■ **Data excerpts**:
------------------------------------------------------------------------
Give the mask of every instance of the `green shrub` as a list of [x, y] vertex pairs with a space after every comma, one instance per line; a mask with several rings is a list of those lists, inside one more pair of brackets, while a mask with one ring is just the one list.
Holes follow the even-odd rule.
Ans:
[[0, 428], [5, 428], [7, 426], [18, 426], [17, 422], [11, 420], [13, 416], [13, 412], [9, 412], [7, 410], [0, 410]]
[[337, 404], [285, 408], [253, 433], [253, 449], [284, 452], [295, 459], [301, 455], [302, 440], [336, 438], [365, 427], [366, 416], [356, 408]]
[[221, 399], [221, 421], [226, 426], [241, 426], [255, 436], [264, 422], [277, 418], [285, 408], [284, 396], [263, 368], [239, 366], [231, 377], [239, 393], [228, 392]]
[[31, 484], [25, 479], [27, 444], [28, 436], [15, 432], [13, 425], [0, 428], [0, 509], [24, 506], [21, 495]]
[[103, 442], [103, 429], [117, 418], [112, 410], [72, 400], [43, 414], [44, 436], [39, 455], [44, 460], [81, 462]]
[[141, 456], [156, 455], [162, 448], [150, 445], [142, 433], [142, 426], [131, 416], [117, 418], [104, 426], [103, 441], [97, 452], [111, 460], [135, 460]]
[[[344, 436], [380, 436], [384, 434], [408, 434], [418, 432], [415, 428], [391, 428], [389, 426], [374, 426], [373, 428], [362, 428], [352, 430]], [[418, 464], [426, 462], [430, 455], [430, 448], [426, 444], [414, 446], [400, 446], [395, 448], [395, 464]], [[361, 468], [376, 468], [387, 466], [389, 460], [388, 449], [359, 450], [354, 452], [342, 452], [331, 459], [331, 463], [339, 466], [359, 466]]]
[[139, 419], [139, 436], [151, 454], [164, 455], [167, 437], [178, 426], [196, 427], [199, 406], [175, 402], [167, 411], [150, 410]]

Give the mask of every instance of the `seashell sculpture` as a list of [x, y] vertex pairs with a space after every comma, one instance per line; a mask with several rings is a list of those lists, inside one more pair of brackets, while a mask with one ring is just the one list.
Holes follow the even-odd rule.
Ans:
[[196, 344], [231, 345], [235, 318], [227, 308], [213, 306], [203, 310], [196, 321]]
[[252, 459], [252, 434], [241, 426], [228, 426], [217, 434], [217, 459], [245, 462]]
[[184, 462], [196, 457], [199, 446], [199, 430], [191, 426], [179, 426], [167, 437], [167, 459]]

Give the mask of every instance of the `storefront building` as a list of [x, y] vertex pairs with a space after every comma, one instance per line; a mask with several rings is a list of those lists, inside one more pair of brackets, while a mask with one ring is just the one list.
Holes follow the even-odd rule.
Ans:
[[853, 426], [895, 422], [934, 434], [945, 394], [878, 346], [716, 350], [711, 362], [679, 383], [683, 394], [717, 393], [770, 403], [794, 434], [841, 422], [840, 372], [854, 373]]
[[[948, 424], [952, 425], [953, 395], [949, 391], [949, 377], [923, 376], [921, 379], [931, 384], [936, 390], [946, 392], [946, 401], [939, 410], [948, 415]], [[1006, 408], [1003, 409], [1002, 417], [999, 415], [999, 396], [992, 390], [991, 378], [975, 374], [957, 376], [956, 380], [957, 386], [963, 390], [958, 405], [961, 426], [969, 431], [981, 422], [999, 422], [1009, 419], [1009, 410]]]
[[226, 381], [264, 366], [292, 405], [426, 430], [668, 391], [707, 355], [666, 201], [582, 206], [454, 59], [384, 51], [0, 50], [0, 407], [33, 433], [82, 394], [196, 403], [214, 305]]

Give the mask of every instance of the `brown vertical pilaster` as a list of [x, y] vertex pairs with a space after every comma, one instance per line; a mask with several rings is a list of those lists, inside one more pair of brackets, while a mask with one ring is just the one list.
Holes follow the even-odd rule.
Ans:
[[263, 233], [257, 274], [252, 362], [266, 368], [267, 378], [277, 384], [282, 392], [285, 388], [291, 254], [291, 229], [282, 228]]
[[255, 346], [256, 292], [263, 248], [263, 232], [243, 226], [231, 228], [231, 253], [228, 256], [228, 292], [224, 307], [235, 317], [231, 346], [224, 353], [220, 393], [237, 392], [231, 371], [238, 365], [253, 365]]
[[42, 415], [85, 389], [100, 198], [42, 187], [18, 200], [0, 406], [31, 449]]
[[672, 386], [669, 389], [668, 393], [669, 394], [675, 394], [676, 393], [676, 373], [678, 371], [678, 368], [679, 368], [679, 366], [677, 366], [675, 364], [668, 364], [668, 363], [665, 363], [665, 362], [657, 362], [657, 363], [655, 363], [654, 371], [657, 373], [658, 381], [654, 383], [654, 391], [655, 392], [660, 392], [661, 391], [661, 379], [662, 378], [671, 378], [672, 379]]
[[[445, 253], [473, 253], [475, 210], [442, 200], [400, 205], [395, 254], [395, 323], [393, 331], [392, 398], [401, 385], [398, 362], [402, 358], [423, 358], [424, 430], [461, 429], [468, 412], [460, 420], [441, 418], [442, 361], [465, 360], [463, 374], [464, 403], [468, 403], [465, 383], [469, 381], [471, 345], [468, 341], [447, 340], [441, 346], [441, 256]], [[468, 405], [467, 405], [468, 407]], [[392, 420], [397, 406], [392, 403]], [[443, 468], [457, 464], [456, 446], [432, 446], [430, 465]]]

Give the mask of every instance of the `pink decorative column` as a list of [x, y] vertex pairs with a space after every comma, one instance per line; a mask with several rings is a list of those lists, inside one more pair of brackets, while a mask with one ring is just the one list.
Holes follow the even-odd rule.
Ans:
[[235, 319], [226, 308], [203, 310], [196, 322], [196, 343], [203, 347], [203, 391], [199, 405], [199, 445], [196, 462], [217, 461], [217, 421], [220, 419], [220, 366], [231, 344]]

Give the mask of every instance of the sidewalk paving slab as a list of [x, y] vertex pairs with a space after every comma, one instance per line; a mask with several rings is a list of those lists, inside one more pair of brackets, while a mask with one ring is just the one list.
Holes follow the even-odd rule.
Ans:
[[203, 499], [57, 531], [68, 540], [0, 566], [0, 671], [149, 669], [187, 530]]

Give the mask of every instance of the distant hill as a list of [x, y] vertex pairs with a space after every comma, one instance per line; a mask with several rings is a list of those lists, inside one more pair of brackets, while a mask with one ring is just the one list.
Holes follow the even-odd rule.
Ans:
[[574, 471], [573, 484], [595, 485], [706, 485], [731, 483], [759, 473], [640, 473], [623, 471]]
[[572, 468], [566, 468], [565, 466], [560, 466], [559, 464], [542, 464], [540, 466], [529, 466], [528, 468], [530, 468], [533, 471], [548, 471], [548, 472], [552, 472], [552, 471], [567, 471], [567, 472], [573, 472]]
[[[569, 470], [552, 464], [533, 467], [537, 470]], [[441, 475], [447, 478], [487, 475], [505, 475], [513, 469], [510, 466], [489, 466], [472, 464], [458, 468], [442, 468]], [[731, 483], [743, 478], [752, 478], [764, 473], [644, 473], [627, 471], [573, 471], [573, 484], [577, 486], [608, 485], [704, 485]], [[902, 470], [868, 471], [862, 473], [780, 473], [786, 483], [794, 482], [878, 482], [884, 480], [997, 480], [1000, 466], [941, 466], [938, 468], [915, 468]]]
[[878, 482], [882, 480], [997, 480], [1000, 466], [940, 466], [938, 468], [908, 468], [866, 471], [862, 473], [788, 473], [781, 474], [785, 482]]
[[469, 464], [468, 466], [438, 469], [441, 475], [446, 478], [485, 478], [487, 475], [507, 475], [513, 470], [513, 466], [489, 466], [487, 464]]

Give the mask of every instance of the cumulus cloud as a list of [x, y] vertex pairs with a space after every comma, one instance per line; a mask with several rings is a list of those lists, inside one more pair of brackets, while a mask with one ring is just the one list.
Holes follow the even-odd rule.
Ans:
------------------------------------------------------------------------
Repeat the whole listing, keeping every word exact.

■ **Task output**:
Give the mask of every instance of the `green shrub` as a list of [x, y] vertex pairs with a space after every comma, one instance per line; a mask with several rings is a list of those lists, inside one more pair of brackets, while a mask with one ring is just the one list.
Holes follow the even-odd rule.
Ans:
[[0, 428], [5, 428], [7, 426], [18, 426], [17, 422], [11, 420], [13, 416], [13, 412], [9, 412], [7, 410], [0, 410]]
[[337, 404], [285, 408], [253, 433], [253, 449], [284, 452], [295, 459], [301, 455], [302, 440], [336, 438], [365, 427], [366, 416], [356, 408]]
[[221, 399], [221, 421], [226, 426], [241, 426], [255, 436], [264, 422], [277, 418], [285, 408], [284, 396], [263, 368], [239, 366], [231, 377], [239, 393], [228, 392]]
[[31, 484], [25, 479], [27, 444], [28, 436], [15, 432], [13, 425], [0, 428], [0, 509], [24, 506], [21, 495]]
[[103, 442], [103, 429], [117, 418], [112, 410], [72, 400], [43, 414], [44, 436], [39, 455], [44, 460], [81, 462]]
[[141, 456], [156, 455], [162, 448], [150, 445], [142, 433], [142, 426], [131, 416], [117, 418], [104, 426], [103, 441], [97, 452], [111, 460], [135, 460]]
[[[344, 436], [380, 436], [384, 434], [408, 434], [418, 432], [415, 428], [391, 428], [389, 426], [374, 426], [373, 428], [362, 428], [352, 430]], [[418, 464], [426, 462], [430, 455], [430, 448], [426, 444], [414, 446], [400, 446], [395, 448], [395, 464]], [[361, 468], [376, 468], [387, 466], [389, 460], [388, 449], [359, 450], [354, 452], [342, 452], [331, 459], [331, 463], [339, 466], [359, 466]]]
[[139, 419], [139, 436], [151, 454], [164, 455], [167, 437], [178, 426], [196, 427], [199, 406], [175, 402], [167, 411], [150, 410]]

Give the mask of every instance of the `seashell sculpture` as a list of [x, y] vertex pairs with a space after every comma, one instance per line; a mask with several rings is a list of those lists, inside one more pair of brackets, while a mask with one ring is just the one list.
Holes follow the even-odd rule.
Ans:
[[196, 344], [231, 345], [235, 318], [227, 308], [213, 306], [203, 310], [196, 321]]
[[252, 459], [252, 434], [241, 426], [228, 426], [217, 434], [217, 459], [245, 462]]
[[184, 462], [196, 457], [199, 446], [199, 430], [191, 426], [179, 426], [167, 437], [167, 459]]

Give the mask of every instance of the `storefront building` as a list of [x, y] vertex pairs with a space after every comma, one instance per line; a mask with several rings is a list of those lists, inside one more pair of brackets, while a mask with one ring is just the one list.
Holes follow the even-odd rule.
Ans:
[[853, 426], [895, 422], [934, 434], [945, 394], [878, 346], [716, 350], [711, 362], [679, 383], [683, 394], [717, 393], [770, 403], [794, 434], [841, 422], [840, 372], [854, 373]]
[[[948, 424], [952, 425], [953, 395], [949, 391], [949, 377], [923, 376], [921, 379], [931, 384], [936, 390], [946, 392], [946, 401], [939, 410], [948, 415]], [[1006, 408], [1003, 409], [1002, 417], [999, 415], [999, 396], [992, 390], [991, 378], [975, 374], [957, 376], [956, 380], [957, 386], [963, 390], [958, 405], [961, 426], [969, 431], [981, 422], [999, 422], [1009, 419], [1009, 410]]]
[[226, 381], [264, 366], [292, 405], [426, 430], [668, 391], [707, 355], [666, 201], [582, 206], [454, 59], [384, 51], [0, 50], [0, 407], [33, 433], [82, 394], [196, 403], [214, 305]]

Give the mask of every instance of the `brown vertical pilaster` as a list of [x, y] vertex pairs with a space after every comma, one instance per line; a mask with several rings is a list of those lists, inside one more pair of brackets, while a mask with one ring is just the one list.
Holes follow the even-odd rule.
Ans:
[[263, 233], [257, 274], [252, 362], [266, 368], [267, 378], [277, 384], [282, 392], [285, 388], [291, 254], [291, 229], [282, 228]]
[[255, 346], [256, 292], [263, 248], [263, 232], [243, 226], [231, 228], [231, 253], [228, 256], [228, 292], [224, 307], [235, 317], [231, 346], [224, 353], [220, 393], [237, 392], [231, 371], [238, 365], [253, 365]]
[[42, 415], [85, 389], [100, 198], [42, 187], [18, 200], [0, 406], [31, 449]]
[[672, 386], [669, 389], [668, 393], [669, 394], [675, 394], [676, 393], [676, 373], [678, 371], [678, 368], [679, 368], [679, 366], [677, 366], [675, 364], [668, 364], [668, 363], [665, 363], [665, 362], [657, 362], [657, 363], [655, 363], [654, 371], [657, 373], [658, 381], [654, 383], [654, 391], [655, 392], [660, 392], [661, 391], [661, 379], [662, 378], [671, 378], [672, 379]]
[[[445, 253], [473, 253], [475, 210], [442, 200], [400, 205], [395, 254], [395, 323], [393, 331], [392, 398], [401, 385], [398, 362], [402, 358], [423, 358], [424, 430], [461, 429], [468, 412], [460, 420], [441, 418], [442, 361], [465, 360], [463, 374], [464, 403], [468, 403], [465, 383], [469, 381], [471, 345], [468, 341], [447, 340], [441, 346], [441, 256]], [[468, 405], [467, 405], [468, 407]], [[392, 420], [397, 406], [392, 403]], [[443, 468], [457, 464], [456, 446], [432, 446], [430, 465]]]

Give the mask of every instance of the `pink decorative column` as a list of [x, y] vertex pairs with a space after every comma, one instance per line; a mask with several rings is a list of those lists, inside one more pair of brackets, while a mask with one ring is just the one list.
Holes follow the even-odd rule.
Ans:
[[235, 319], [226, 308], [203, 310], [196, 322], [196, 343], [203, 347], [203, 391], [199, 405], [199, 445], [196, 462], [217, 461], [217, 421], [220, 419], [220, 366], [231, 344]]

Give the mask of every instance of the sidewalk paving slab as a list of [x, y] vertex pairs with a space after every comma, one instance per line; a mask with several rings is a list of those lists, inside one more pair of brackets, while a mask with one ring is just the one list.
Holes follow the even-odd rule.
Ans:
[[203, 499], [57, 531], [68, 540], [0, 566], [0, 671], [149, 669], [187, 530]]

Give the mask of every instance of the distant hill as a list of [x, y] vertex pairs with a space after every comma, one instance per line; a mask with several rings is a list of those lists, inside one more pair of brackets, while a mask with one ring is just the one list.
Holes follow the even-odd rule.
Ans:
[[574, 471], [573, 484], [595, 485], [706, 485], [731, 483], [759, 473], [640, 473], [623, 471]]
[[572, 468], [566, 468], [565, 466], [560, 466], [559, 464], [542, 464], [540, 466], [529, 466], [528, 468], [530, 468], [533, 471], [548, 471], [548, 472], [552, 472], [552, 471], [567, 471], [567, 472], [573, 472]]
[[[569, 470], [552, 464], [533, 467], [537, 470]], [[441, 475], [447, 478], [487, 475], [505, 475], [513, 469], [510, 466], [489, 466], [472, 464], [458, 468], [442, 468]], [[731, 483], [743, 478], [752, 478], [764, 473], [644, 473], [627, 471], [573, 471], [573, 484], [577, 486], [608, 485], [704, 485]], [[902, 470], [868, 471], [862, 473], [780, 473], [786, 483], [794, 482], [878, 482], [884, 480], [997, 480], [1000, 466], [941, 466], [938, 468], [915, 468]]]
[[878, 482], [882, 480], [997, 480], [1000, 466], [940, 466], [938, 468], [908, 468], [866, 471], [862, 473], [788, 473], [781, 474], [785, 482]]
[[469, 464], [468, 466], [438, 469], [441, 475], [446, 478], [485, 478], [487, 475], [507, 475], [513, 470], [513, 466], [489, 466], [487, 464]]

Give the mask of every instance of the cumulus cloud as a list of [x, y] vertex pairs with a space after every comma, one instance per line; a mask with several rings is a list of those lists, inside one more pair of brackets, while a mask with one ring is just the one list.
Holes follow the even-odd rule.
Ans:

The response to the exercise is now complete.